Records shown |

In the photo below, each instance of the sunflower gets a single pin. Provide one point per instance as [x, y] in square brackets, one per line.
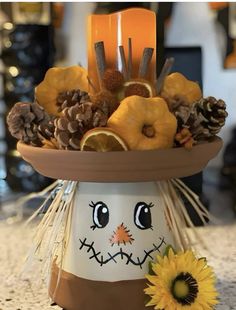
[61, 84]
[181, 281]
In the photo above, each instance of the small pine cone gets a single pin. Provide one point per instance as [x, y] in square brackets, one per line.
[112, 79]
[71, 126]
[70, 98]
[214, 113]
[46, 129]
[50, 144]
[176, 102]
[24, 120]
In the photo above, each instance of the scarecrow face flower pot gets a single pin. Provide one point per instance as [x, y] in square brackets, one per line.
[117, 204]
[116, 230]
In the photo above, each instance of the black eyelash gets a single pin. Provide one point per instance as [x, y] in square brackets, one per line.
[92, 204]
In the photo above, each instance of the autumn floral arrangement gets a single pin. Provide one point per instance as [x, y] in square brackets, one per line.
[125, 113]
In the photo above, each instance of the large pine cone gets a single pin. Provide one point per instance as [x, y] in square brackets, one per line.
[204, 118]
[25, 121]
[75, 121]
[214, 112]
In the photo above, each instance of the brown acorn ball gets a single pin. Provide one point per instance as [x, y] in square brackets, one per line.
[138, 90]
[104, 97]
[112, 79]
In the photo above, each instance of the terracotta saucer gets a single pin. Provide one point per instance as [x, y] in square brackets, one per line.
[130, 166]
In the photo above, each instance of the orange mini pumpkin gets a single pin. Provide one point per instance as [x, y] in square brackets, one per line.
[144, 123]
[176, 84]
[57, 81]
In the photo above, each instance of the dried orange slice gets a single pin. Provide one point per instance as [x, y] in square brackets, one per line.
[138, 87]
[102, 139]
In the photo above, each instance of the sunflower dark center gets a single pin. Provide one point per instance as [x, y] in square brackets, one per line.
[184, 289]
[148, 131]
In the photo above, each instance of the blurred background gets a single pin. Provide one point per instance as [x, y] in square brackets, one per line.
[37, 36]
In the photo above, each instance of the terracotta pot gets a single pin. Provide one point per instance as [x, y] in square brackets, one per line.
[130, 166]
[116, 229]
[118, 223]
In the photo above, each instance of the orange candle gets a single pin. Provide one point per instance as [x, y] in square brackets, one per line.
[115, 30]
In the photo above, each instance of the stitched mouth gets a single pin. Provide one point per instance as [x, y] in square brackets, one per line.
[123, 255]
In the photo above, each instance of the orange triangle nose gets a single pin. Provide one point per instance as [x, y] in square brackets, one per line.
[121, 236]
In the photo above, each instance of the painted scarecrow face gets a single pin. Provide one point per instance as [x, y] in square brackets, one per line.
[116, 230]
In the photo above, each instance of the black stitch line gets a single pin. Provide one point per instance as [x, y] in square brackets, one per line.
[112, 257]
[148, 254]
[129, 260]
[140, 265]
[90, 247]
[82, 243]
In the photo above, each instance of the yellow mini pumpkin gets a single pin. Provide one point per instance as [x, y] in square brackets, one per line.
[57, 81]
[176, 84]
[144, 123]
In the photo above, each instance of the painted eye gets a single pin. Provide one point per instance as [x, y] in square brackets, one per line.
[142, 215]
[100, 214]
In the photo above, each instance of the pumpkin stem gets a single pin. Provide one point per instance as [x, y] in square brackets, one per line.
[164, 72]
[130, 63]
[148, 131]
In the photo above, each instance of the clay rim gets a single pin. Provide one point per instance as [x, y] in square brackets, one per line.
[123, 166]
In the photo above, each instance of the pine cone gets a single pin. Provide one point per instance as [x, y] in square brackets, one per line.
[70, 98]
[75, 121]
[214, 112]
[24, 121]
[70, 128]
[176, 102]
[204, 118]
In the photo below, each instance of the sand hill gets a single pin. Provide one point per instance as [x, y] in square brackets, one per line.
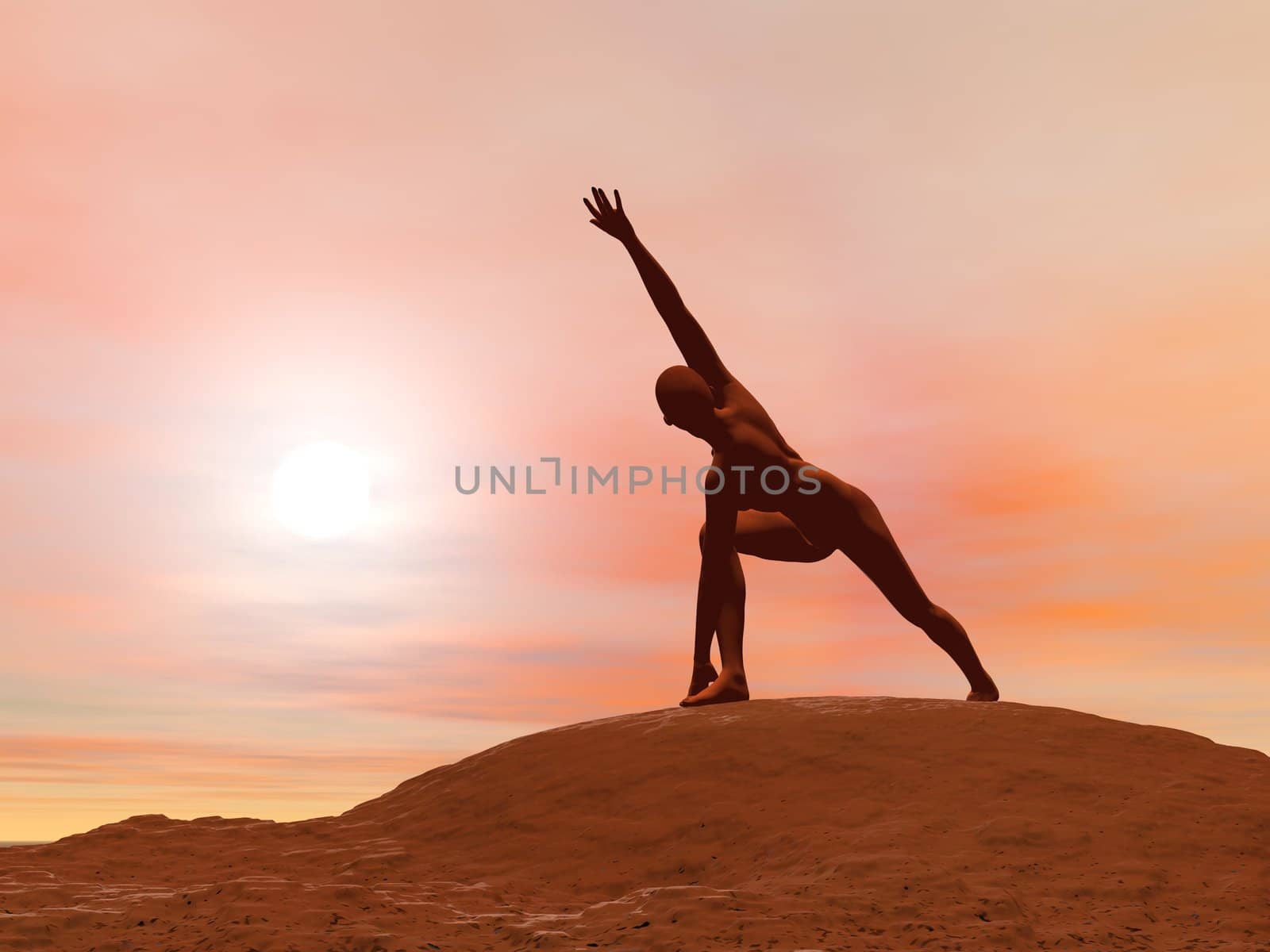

Objective |
Show every line from the items above that contains the word "orange".

Worked answer |
In the photo above, each instance of the orange mini pumpkin gets a single pin. Provide one point per instance as [x, y] in square brackets, one per line.
In the photo above, each instance of the dried orange slice gets a single pin. Provide one point per instance as [x, y] in square brackets, one per line.
In the photo above, each instance of the orange candle gets a single pin. Provide one point per instance as [x, y] in square brackets, one per line.
In the photo above, each instance of the orange triangle nose gets a single pin. Provide one point per instance as [x, y] in square brackets, one per line.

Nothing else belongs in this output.